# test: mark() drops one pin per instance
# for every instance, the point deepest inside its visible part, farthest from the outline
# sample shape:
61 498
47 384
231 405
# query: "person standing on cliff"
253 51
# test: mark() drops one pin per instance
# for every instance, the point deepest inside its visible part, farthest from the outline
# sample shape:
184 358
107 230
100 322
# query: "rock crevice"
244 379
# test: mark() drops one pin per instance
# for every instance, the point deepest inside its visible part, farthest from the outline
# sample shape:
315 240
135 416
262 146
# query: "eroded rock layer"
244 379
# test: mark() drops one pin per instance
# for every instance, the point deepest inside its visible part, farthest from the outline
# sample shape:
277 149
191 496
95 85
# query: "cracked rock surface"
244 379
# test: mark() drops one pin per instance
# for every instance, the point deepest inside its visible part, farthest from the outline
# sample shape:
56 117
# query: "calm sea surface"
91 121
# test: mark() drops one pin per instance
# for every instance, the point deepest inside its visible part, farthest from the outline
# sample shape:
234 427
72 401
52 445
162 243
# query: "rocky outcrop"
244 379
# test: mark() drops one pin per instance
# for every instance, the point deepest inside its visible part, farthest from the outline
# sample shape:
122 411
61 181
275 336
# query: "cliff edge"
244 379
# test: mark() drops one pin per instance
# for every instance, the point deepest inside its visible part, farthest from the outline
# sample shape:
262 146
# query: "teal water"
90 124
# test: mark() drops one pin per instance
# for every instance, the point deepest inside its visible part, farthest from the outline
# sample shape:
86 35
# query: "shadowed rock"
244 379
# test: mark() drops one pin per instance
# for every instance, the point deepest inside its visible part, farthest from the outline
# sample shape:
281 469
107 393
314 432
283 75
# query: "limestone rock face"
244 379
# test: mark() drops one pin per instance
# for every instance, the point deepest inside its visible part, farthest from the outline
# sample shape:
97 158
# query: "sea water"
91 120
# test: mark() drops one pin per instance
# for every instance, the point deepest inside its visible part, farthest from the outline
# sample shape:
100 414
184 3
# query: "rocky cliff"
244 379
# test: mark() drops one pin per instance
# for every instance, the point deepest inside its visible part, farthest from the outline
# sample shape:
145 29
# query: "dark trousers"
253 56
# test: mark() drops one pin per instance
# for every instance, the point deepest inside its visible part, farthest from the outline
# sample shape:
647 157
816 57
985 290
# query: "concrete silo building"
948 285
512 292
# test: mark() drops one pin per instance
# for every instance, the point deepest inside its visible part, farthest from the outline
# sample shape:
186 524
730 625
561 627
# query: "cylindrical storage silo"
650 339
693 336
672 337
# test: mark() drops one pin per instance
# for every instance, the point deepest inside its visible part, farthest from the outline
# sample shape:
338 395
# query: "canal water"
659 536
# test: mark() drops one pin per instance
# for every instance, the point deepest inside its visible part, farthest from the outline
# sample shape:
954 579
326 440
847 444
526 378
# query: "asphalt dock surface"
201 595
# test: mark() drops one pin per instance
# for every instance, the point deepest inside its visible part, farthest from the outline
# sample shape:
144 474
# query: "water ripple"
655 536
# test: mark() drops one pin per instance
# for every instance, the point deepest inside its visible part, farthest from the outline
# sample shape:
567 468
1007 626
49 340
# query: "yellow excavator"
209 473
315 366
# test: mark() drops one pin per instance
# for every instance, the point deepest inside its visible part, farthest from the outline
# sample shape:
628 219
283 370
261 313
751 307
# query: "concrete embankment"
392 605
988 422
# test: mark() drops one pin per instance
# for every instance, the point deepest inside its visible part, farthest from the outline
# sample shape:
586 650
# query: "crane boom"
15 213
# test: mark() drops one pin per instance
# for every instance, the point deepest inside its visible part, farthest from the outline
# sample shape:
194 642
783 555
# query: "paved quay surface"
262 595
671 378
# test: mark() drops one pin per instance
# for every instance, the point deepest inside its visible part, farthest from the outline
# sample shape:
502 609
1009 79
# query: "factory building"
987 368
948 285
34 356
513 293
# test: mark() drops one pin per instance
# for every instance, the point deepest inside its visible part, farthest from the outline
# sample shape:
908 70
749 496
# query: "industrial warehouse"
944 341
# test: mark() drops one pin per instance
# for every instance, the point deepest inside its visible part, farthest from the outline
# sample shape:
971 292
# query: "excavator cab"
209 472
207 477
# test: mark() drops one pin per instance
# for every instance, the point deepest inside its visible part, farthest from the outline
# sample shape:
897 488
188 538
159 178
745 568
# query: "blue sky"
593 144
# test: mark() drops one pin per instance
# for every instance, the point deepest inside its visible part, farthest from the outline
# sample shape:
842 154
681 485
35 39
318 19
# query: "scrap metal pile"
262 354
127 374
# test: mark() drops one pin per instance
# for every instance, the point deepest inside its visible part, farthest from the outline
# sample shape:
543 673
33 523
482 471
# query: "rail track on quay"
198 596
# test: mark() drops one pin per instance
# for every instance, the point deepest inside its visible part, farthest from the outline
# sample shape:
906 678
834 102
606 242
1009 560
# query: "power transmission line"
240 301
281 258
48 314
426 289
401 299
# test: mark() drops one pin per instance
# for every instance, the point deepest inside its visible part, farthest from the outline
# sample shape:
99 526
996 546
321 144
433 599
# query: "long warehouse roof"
═══
## WHAT YOU SHOULD DO
The complete material above is to be retyped word for word.

## EXERCISE RESPONSE
# test: mark() drops one pin per instance
# for every instance, the point deepest inside its visible part, farthest from the outline
# sample shape:
61 498
47 384
231 405
# query: "person standing on cliff"
253 51
# test: mark() drops one pin per instance
# for every instance, the point deepest inside its visible part, farthest from the outline
# sample shape:
184 358
107 230
100 322
# query: "rock crevice"
244 379
# test: mark() drops one pin per instance
# for every instance, the point deepest inside its visible part, farthest from the outline
# sample shape:
315 240
135 416
262 146
# query: "eroded rock layer"
244 379
# test: mark() drops one pin per instance
# for every instance, the point deepest inside its visible part, farthest from the outline
# sample shape:
277 149
191 496
95 85
# query: "cracked rock surface"
244 379
# test: mark() drops one pin per instance
# for every instance, the point deepest inside its visible part, farthest from the outline
# sample shape:
56 117
# query: "calm sea surface"
91 121
# test: mark() drops one pin per instance
# for every instance, the point deepest inside its visible part, farthest from the outline
# sample shape:
234 427
72 401
52 445
162 243
# query: "rocky outcrop"
244 379
# test: mark() drops one pin per instance
# for every instance, the point deepest inside its visible part, farthest from the outline
# sample shape:
122 411
61 181
275 336
# query: "cliff edge"
244 379
# test: mark() drops one pin per instance
# for every instance, the point deepest inside its visible part, farthest from the outline
# sample shape:
262 146
# query: "teal water"
90 124
# test: mark() drops one pin per instance
# for every instance, the point deepest inside its visible part, farthest from the outline
# sample shape:
86 35
# query: "shadowed rock"
244 379
# test: mark() drops one pin per instance
# for every instance, the point deepest inside its visible part, farthest from the outline
# sample shape:
281 469
107 393
314 432
283 75
# query: "limestone rock face"
244 379
# test: mark() drops one pin per instance
# for every instance, the point deepest inside its visible part, farthest from the outline
# sample shape:
97 158
# query: "sea water"
91 120
# test: mark() drops one pin per instance
# for every instance, the point deepest inside its visible part, farthest from the outline
# sample shape:
100 414
184 3
# query: "rocky cliff"
244 379
# test: mark() drops one pin per instance
# for every instance, the point deepest inside its visible part, farthest from the outline
# sample shape:
145 29
# query: "dark trousers"
253 56
# test: mark() drops one pin per instance
# for every instance, the point deepest inside its visible part, farthest from the outline
# sample shape:
647 157
816 57
985 290
# query: "concrete silo building"
948 285
512 292
# test: mark() drops one pin per instance
# for every instance, the point deepest inside its visible part, farthest from the outline
# sample shape:
186 524
730 625
561 627
# query: "cylindrical storage silo"
650 339
693 336
672 337
# test: mark() drops one pin per instance
# for every instance, the point deepest inside its visible part, farthest from the outline
# sample shape:
338 395
# query: "canal water"
659 536
# test: mark() drops one pin per instance
# for every instance, the point deepest inside its visible part, farthest from the outline
# sample shape:
954 579
326 440
847 444
526 378
# query: "asphalt dock surface"
201 595
# test: mark() drops one pin per instance
# for every instance, the point deepest inside its visible part, farthest from the outline
# sample shape:
144 474
# query: "water ripple"
655 536
# test: mark() drops one pin per instance
# for every instance, the point deepest inside its visible part, farthest from the outline
# sample shape:
567 468
1007 626
49 340
# query: "yellow excavator"
209 473
315 366
# test: mark() drops one pin per instance
# for every instance, the point deepest inside its visible part, farthest from the outline
# sample shape:
628 219
283 370
261 313
751 307
# query: "concrete embankment"
392 605
988 422
# test: mark() drops one pin per instance
# for every instance, the point deepest inside its visible part, farthest from the outline
# sample shape:
586 650
# query: "crane boom"
15 213
# test: mark() drops one pin per instance
# for every instance, the point deepest inside its visible part, farthest from the outline
# sample shape:
194 642
783 555
# query: "paved quay surface"
262 595
671 378
# test: mark() drops one pin per instance
# for every instance, the point deepest inside its visible part, farthest from the outline
# sample shape:
502 609
1009 79
# query: "factory building"
987 368
948 285
34 356
513 293
# test: mark() drops one pin per instance
# for every instance, the point deepest inside its visible part, farthest from the outline
# sample shape:
908 70
749 496
# query: "industrial warehouse"
944 341
# test: mark() drops one pin per instance
# for every instance, the point deepest inside its visible part, farthest from the outline
# sample shape:
971 292
# query: "excavator cab"
209 472
207 477
# test: mark() drops one pin per instance
# for every instance, the point deepest inside its visible part, farthest from the outline
# sample shape:
897 488
188 538
159 178
745 568
# query: "blue sky"
593 144
# test: mark() drops one pin per instance
# for every instance, the point deepest inside its visible part, farthest from the outline
# sample shape:
842 154
681 485
35 39
318 19
# query: "scrap metal pile"
262 354
127 374
# test: mark() drops one pin per instance
# for every instance, the point deepest inside its visible part, farthest from the outline
# sample shape:
543 673
33 523
482 471
# query: "rail track on quay"
198 596
# test: mark() drops one pin per instance
# for every instance, the point deepest inside its visible part, farthest from the outline
# sample shape:
906 678
834 102
606 242
1009 560
# query: "power transmission line"
240 301
281 258
48 314
426 289
401 299
# test: mark() drops one pin per instance
# for every instance, the point deepest inside its visible part, farthest from the outline
# sample shape:
99 526
996 546
321 144
433 599
# query: "long warehouse roof"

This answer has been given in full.